# The task
Show each line of the rows below that contains the word "cart", reproducing every such line in full.

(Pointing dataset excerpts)
----

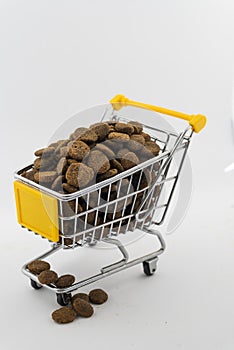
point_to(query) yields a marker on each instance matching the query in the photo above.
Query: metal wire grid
(106, 216)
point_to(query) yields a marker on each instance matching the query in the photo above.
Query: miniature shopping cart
(44, 211)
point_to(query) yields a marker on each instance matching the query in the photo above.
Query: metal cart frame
(157, 168)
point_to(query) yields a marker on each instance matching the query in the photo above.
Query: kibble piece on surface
(98, 296)
(79, 175)
(119, 136)
(57, 183)
(101, 129)
(61, 166)
(78, 150)
(77, 133)
(65, 281)
(123, 127)
(89, 136)
(64, 315)
(44, 151)
(45, 176)
(152, 147)
(129, 160)
(98, 161)
(83, 296)
(82, 307)
(47, 277)
(146, 136)
(69, 188)
(116, 165)
(105, 149)
(37, 266)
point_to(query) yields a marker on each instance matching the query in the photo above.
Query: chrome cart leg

----

# Right answer
Query: miniature shopping cart
Query: metal cart frame
Query: chrome cart leg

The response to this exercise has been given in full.